• [What needs to be done] Transcribe the entries below exactly.

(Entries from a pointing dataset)

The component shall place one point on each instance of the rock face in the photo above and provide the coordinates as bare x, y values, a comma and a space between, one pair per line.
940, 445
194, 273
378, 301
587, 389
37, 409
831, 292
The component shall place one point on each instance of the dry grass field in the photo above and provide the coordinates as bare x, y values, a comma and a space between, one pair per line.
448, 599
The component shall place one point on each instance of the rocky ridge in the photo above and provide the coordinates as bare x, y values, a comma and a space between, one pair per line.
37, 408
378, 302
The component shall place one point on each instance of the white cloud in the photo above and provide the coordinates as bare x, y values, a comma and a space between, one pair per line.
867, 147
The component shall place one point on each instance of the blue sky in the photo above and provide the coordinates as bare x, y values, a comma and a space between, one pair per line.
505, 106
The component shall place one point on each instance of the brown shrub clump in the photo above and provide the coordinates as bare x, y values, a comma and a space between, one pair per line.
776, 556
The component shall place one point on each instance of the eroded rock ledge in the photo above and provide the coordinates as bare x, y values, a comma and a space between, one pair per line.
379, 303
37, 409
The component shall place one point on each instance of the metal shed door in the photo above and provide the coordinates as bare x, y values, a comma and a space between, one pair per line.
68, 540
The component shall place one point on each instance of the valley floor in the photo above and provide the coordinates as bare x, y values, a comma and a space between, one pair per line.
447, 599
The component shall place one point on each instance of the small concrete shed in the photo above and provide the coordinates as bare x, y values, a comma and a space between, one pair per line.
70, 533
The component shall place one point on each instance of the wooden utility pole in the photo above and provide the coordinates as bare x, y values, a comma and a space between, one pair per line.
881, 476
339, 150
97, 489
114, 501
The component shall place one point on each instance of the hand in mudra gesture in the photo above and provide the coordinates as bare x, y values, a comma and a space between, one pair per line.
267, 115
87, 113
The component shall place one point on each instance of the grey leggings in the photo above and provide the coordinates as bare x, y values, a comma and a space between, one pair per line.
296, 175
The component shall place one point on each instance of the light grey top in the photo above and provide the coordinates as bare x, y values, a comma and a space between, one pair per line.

• [Exercise response]
The component shall place one point on each instance of the rock face in the photo above and provide the coordinates as bare x, y values, a comma and a space between, one pair per line.
940, 445
194, 273
378, 301
587, 389
37, 409
831, 292
The component shall place one point on each instance of the dry grass field in the photo above and provide the coordinates as bare x, y values, a comma and a space between, one pair per line.
448, 599
The component shall place one point on each instance of the rocky ridge in the photo above and provide the coordinates as bare x, y values, a comma and a space between, one pair per line.
37, 408
378, 302
The component shall place one point on each instance of the white cloud in the photo above and provide the coordinates as bare x, y values, a comma and a space between, one pair per line.
867, 147
The component shall place one point on each instance of the blue sky in the photo above and provide the coordinates as bare x, y values, a comma and a space between, one pair per line.
505, 106
The component shall place one point on each instance of the brown shrub clump in the photo above and provide the coordinates as bare x, y values, a comma and a space between, one pair per line.
776, 556
The component shall place one point on each instance of the eroded rock ledge in the photo above and provide the coordinates as bare x, y values, a comma and a space between, one pair per line.
379, 303
37, 409
The component shall place one point on each instance of the metal shed door in the photo above and provide the coordinates as bare x, y values, a comma and a space between, one pair per line.
68, 540
The component shall place one point on each instance of the valley floor in the photo above and provide the coordinates as bare x, y values, a comma and a space between, one pair per line.
447, 599
The component shall place one point on each instance of the small concrete shed in the photo above and provide the coordinates as bare x, y values, a comma and a space between, one pair per line.
70, 533
The component shall place one point on each instance of the wooden utility pole in the photo above and provide the coordinates as bare x, y values, a comma and a space between, one pair per line.
881, 476
339, 150
97, 489
114, 501
The component shall place one point on each instance of the hand in mudra gesture in the photo above and provide the coordinates as bare x, y values, a comma and a space between, one pair per line.
267, 115
87, 113
The component shall place one point on each instance of the grey leggings in the photo above and provide the coordinates as bare x, y values, a comma and a space between, one pair per line.
296, 175
The component shall place one point on each instance of the light grey top in the photo above and provide the coordinates as bare x, y values, a comma and a space between, one pair per line.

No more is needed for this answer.